_Exercise_: When you respond, restate each record exactly as it is given.

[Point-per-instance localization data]
====

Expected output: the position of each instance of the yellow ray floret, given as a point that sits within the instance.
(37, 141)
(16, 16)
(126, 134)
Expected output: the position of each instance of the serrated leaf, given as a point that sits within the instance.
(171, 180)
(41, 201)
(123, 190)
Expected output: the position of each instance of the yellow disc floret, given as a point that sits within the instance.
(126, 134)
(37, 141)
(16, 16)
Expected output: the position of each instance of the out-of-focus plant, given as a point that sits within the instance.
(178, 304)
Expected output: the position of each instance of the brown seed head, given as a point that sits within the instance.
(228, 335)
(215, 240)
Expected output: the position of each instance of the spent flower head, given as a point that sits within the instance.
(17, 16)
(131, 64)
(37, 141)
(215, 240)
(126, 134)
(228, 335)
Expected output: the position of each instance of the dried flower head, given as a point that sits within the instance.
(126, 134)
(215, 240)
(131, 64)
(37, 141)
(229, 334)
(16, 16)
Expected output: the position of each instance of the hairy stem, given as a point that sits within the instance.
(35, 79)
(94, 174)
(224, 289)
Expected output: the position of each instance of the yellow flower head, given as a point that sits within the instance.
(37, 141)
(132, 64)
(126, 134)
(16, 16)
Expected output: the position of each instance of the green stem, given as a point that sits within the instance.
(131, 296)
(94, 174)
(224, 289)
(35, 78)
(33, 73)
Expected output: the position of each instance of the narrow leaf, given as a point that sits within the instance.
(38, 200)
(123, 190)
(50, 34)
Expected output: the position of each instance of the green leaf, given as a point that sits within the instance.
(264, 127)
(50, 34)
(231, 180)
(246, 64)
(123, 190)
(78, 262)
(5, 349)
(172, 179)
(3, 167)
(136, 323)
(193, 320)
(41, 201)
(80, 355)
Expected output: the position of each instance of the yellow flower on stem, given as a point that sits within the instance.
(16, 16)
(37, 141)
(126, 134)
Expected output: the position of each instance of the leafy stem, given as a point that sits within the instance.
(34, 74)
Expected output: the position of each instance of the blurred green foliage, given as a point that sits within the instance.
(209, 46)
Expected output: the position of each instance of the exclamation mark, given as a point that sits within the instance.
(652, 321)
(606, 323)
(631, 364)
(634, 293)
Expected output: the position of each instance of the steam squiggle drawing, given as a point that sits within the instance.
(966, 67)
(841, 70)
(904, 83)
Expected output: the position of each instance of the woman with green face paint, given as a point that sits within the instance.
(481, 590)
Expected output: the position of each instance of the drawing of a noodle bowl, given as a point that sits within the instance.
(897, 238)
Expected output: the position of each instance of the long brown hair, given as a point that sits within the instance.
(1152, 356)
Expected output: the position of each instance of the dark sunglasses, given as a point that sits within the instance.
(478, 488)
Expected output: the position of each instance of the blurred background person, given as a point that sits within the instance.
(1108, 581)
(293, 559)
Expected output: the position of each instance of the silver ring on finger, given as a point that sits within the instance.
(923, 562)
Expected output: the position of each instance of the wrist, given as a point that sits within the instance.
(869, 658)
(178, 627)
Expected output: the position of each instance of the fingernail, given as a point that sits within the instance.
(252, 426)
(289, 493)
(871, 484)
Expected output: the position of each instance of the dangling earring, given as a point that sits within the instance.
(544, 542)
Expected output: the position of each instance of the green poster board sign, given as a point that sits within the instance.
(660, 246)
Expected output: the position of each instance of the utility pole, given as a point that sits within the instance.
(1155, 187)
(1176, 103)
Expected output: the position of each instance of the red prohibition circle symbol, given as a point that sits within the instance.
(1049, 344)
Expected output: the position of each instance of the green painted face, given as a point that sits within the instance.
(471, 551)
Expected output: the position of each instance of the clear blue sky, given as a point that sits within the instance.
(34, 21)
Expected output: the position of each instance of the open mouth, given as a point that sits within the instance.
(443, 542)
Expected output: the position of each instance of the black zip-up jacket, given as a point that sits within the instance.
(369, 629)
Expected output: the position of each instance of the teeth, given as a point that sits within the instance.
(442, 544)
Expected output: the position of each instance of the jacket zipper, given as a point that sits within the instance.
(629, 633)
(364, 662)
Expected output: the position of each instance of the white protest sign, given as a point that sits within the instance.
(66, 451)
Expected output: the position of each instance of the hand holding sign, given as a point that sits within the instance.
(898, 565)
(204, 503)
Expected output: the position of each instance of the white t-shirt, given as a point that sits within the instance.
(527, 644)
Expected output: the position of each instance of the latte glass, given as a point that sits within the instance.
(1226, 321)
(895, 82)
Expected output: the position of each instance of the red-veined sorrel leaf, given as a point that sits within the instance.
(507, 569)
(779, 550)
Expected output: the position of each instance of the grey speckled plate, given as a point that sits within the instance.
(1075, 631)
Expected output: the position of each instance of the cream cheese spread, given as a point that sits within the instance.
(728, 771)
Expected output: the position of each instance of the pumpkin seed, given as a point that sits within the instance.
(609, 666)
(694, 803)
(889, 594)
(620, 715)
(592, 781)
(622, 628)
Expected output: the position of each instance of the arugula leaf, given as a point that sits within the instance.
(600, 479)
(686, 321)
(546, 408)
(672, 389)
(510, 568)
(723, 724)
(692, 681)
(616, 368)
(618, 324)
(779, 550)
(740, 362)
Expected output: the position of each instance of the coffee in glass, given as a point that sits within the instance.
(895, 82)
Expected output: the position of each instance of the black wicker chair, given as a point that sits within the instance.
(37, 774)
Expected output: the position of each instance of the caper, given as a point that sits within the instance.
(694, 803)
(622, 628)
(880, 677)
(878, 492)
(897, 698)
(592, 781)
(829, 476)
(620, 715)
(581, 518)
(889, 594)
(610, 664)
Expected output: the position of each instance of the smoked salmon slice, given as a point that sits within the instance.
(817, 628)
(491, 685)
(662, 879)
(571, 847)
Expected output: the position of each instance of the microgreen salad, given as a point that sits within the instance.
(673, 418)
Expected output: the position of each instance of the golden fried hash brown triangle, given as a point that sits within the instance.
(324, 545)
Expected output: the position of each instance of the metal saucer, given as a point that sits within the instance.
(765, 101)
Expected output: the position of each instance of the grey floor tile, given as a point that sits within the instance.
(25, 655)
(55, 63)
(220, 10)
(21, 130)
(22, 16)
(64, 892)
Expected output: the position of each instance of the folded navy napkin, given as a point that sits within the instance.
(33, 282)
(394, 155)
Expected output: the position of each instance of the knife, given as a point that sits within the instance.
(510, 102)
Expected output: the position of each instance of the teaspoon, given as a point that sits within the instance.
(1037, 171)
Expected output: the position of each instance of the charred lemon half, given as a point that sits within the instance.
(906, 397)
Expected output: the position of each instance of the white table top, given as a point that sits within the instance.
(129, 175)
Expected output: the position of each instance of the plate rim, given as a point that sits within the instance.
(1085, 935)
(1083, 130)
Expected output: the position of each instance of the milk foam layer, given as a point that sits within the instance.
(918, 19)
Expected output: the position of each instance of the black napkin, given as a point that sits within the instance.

====

_Result of the task_:
Expected output: the position of each instance of the yellow ray floret, given as a point that sits within the instance.
(37, 141)
(16, 16)
(126, 134)
Expected output: the position of each instance of the serrated leaf, given as a point that sits within the instance.
(171, 180)
(41, 201)
(123, 190)
Expected output: the position of each instance of the yellow disc floret, given as a point that sits within the instance.
(126, 134)
(37, 141)
(16, 16)
Expected output: the position of each instance of the out-of-focus plant, given as a point that sits within the instance.
(178, 304)
Expected output: the position of each instance of the brown seed head, given as a point that sits within the instance.
(228, 335)
(215, 240)
Expected output: the position of each instance of the spent flower head, given as a point that sits within the instance.
(17, 16)
(131, 64)
(37, 141)
(215, 240)
(126, 134)
(228, 335)
Expected output: the position of each instance of the dried flower head, given as a point that sits within the instance.
(126, 134)
(215, 240)
(131, 64)
(37, 141)
(229, 334)
(16, 16)
Expected output: the position of each instance of the hairy stem, given as a point that sits within the instance.
(35, 79)
(94, 174)
(224, 289)
Expected output: the position of each instance of the yellow flower head, given as a point that sits within the instance.
(37, 141)
(132, 64)
(126, 134)
(16, 16)
Expected output: the position of each instance of the green stem, given as a point that sits within the instance.
(131, 296)
(94, 174)
(224, 289)
(35, 78)
(33, 73)
Expected output: the position of each instance of the narrow leaf, given as a point that sits within the instance.
(38, 200)
(123, 190)
(50, 34)
Expected output: the position of each instance of the green leaf, given as a point that sits within the instance.
(264, 127)
(50, 34)
(231, 180)
(246, 64)
(123, 190)
(78, 262)
(5, 349)
(172, 179)
(3, 167)
(136, 323)
(193, 320)
(41, 201)
(80, 355)
Expected output: the position of each instance of the yellow flower on stem, given as a point that sits within the instance.
(16, 16)
(37, 141)
(126, 134)
Expected output: the position of each instance of the leafy stem, given as a point that sits within the instance.
(34, 74)
Expected output: the position of each instance of the blurred green foliage, given as a point that sits within the instance.
(209, 46)
Expected output: the position of each instance of the exclamation mark, given as a point that sits within the instance.
(652, 321)
(606, 323)
(631, 364)
(634, 293)
Expected output: the position of each instance of the steam squiggle drawing, given as a point that sits within the instance.
(966, 67)
(841, 70)
(904, 83)
Expected output: the position of each instance of the woman with green face paint, given as a point that sits within the instance.
(481, 590)
Expected output: the position of each instance of the drawing of a noodle bowl, given as a point that sits within the instance.
(897, 238)
Expected output: the position of each instance of the long brown hair, given as a point that sits within the instance.
(1152, 356)
Expected output: the position of each instance of the dark sunglasses, given as a point that sits within the instance.
(478, 488)
Expected output: the position of each instance of the blurred background person, given as a point that sits within the instance.
(1108, 581)
(293, 559)
Expected output: the position of each instance of the silver ring on finger, given as a point that sits within the instance.
(923, 562)
Expected output: the position of each instance of the wrist, given as a point that sits within the instance.
(869, 658)
(178, 627)
Expected output: the position of each instance of the fingernail, given as a point that sits within the instance.
(252, 426)
(289, 493)
(871, 484)
Expected output: the position of each instance of the dangling earring, given as a point that sits within the instance.
(544, 542)
Expected output: the position of each instance of the green poster board sign, given as a point that sits within the instance.
(660, 246)
Expected output: the position of each instance of the utility pole, given as a point that sits within the instance.
(1155, 187)
(1176, 103)
Expected output: the position of each instance of the red prohibition circle symbol, given as a point that sits within the instance.
(1049, 344)
Expected output: the position of each instance of the green painted face, given as a point that sits within the instance.
(471, 551)
Expected output: the position of each instance of the clear blue sky, given as a point that sits within the instance.
(34, 21)
Expected output: the position of each instance of the open mouth, given as a point that sits within the instance.
(443, 542)
Expected output: the position of each instance of the black zip-up jacket, given as a point that sits within the instance.
(369, 629)
Expected output: the position of each instance of the teeth, given as a point that sits within the instance.
(442, 544)
Expected output: the position of each instance of the jacket zipper, given as a point that sits within the instance.
(629, 633)
(364, 662)
Expected output: the position of each instance of the white protest sign, given as a point that sits within the instance.
(66, 451)
Expected output: the position of each instance of the hand holding sign, given as a point that sits within the instance.
(898, 565)
(204, 503)
Expected output: the position of each instance of the white t-shirt, given as a point that sits within the instance.
(527, 644)
Expected output: the position of each instance of the latte glass, given as a point that sits within the instance.
(1226, 321)
(895, 82)
Expected output: the position of each instance of the red-veined sorrel leaf, given as a point that sits within the instance.
(507, 569)
(779, 550)
Expected output: the position of each instance of the grey speckled plate, given as a point that sits within the instance.
(1075, 631)
Expected output: the position of each instance of the cream cheese spread, given as a point that sits within the instance.
(728, 771)
Expected output: the position of each instance of the pumpkin seed, given as a point that sits within the instance.
(609, 666)
(694, 803)
(889, 594)
(620, 715)
(592, 781)
(622, 628)
Expected output: the position of each instance of the arugula leaf, given as a point that sits within the instance.
(600, 479)
(686, 321)
(546, 408)
(672, 389)
(510, 568)
(723, 724)
(692, 681)
(616, 368)
(618, 324)
(779, 550)
(740, 362)
Expected output: the position of each instance of the coffee in glass, given as a point that sits within the instance.
(895, 82)
Expected output: the position of each instance of the black wicker chair, given as a point that sits within the instance.
(37, 774)
Expected output: the position of each instance of the caper, given as a point that sits within the instance.
(694, 803)
(622, 628)
(880, 677)
(878, 492)
(897, 698)
(592, 781)
(829, 476)
(620, 715)
(581, 518)
(889, 594)
(610, 664)
Expected output: the position of each instance of the smoked salmon slice, given as a point that sits within the instance.
(817, 628)
(491, 685)
(662, 879)
(571, 847)
Expected output: the position of each instance of the microgreen salad, given as a point that sits within the instance.
(673, 418)
Expected output: the position of each instance of the golden fried hash brown triangle, given as a point that sits within the instance.
(324, 545)
Expected output: the position of each instance of the metal saucer, given as a point that sits within the instance.
(765, 101)
Expected output: the position of each instance of the grey floor tile, given as a point that sits within the instance.
(25, 655)
(55, 63)
(220, 10)
(21, 130)
(22, 16)
(64, 892)
Expected output: the position of each instance of the folded navy napkin, given as a point that sits within the instance.
(33, 282)
(394, 155)
Expected output: the position of each instance of the knife, given as a point that sits within the instance.
(510, 102)
Expected output: the position of each instance of the teaspoon, given as a point that sits within the instance.
(1037, 171)
Expected output: the position of each instance of the charred lemon half, given as a point that sits within the instance.
(906, 397)
Expected output: the position of each instance of the white table top, given as a point that sits within the instance.
(129, 175)
Expected output: the position of each instance of the plate rim, given as a point that sits within the instance.
(1085, 935)
(1083, 130)
Expected output: the position of each instance of the milk foam layer, given as a point that sits within the instance.
(918, 19)
Expected output: the position of each instance of the black napkin, given as a point that sits within the instance.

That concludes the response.